Do I always get the bloody crackpots?
Spoke to a dude this afternoon.
Seems like a halfway decent dude on the profile, he had added me to his fan collection, which means that he thought I’m also a relatively decent person.
So we chatted on Skype.
For about 2 hours.
About this and that and the other.
He’s what he calls, a dog. Everybody else being sheep, and criminals the wolves.
It went downhill from there.
Sheep should stop bleating about helping and make the dogs coffee.
I should get a gun so the next time a dude in a taxi threatens me with a tyre iron, I can do what exactly? Shoot him? And how is that going to go for me? Best is to get out of there as quickly as possible – which is what I invariably do. And I should borrow money for said gun. And if I can’t borrow money, I should get another job.
This whole palaver has made me doubt my sanity.
I seem like a useless, spineless sheep. Content to let the world walk over me.
Does the fact that I don’t have full time employment mean that I have not searched enough?
Does the fact that I never have loads of cash mean I’m not a functioning being?
Does the fact that I don’t see the world in black and white mean that I am not worth wasting breath on?

◆ ◆ ◆ ◆ ◆

• _Task to carry out_
Copy the account of the Skype chat above word for word, from the first line to the last.

◆ ◆ ◆ ◆ ◆

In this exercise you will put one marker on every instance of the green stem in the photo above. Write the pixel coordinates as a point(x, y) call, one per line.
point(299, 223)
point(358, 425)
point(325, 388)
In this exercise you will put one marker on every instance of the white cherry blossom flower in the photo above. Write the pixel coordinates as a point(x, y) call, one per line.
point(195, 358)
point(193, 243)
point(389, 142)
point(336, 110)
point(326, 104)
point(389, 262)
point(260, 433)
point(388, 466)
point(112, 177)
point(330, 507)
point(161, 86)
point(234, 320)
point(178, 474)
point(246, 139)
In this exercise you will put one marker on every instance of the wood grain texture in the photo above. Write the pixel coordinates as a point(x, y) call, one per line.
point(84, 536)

◆ ◆ ◆ ◆ ◆

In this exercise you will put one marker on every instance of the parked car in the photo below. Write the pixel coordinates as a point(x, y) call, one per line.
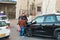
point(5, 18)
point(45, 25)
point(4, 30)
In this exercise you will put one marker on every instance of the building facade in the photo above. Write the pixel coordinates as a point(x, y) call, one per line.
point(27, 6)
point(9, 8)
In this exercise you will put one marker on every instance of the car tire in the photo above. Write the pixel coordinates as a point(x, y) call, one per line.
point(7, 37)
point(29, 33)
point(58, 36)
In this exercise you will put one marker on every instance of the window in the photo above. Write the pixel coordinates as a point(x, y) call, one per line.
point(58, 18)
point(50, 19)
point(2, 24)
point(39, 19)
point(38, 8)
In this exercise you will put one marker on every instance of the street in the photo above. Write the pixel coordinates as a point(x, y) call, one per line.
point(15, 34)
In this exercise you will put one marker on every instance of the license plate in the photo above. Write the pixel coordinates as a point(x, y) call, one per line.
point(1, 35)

◆ ◆ ◆ ◆ ◆

• _Complete response_
Do I always get the bloody crackpots?
Spoke to a dude this afternoon.
Seems like a halfway decent dude on the profile, he had added me to his fan collection, which means that he thought I’m also a relatively decent person.
So we chatted on Skype.
For about 2 hours.
About this and that and the other.
He’s what he calls, a dog. Everybody else being sheep, and criminals the wolves.
It went downhill from there.
Sheep should stop bleating about helping and make the dogs coffee.
I should get a gun so the next time a dude in a taxi threatens me with a tyre iron, I can do what exactly? Shoot him? And how is that going to go for me? Best is to get out of there as quickly as possible – which is what I invariably do. And I should borrow money for said gun. And if I can’t borrow money, I should get another job.
This whole palaver has made me doubt my sanity.
I seem like a useless, spineless sheep. Content to let the world walk over me.
Does the fact that I don’t have full time employment mean that I have not searched enough?
Does the fact that I never have loads of cash mean I’m not a functioning being?
Does the fact that I don’t see the world in black and white mean that I am not worth wasting breath on?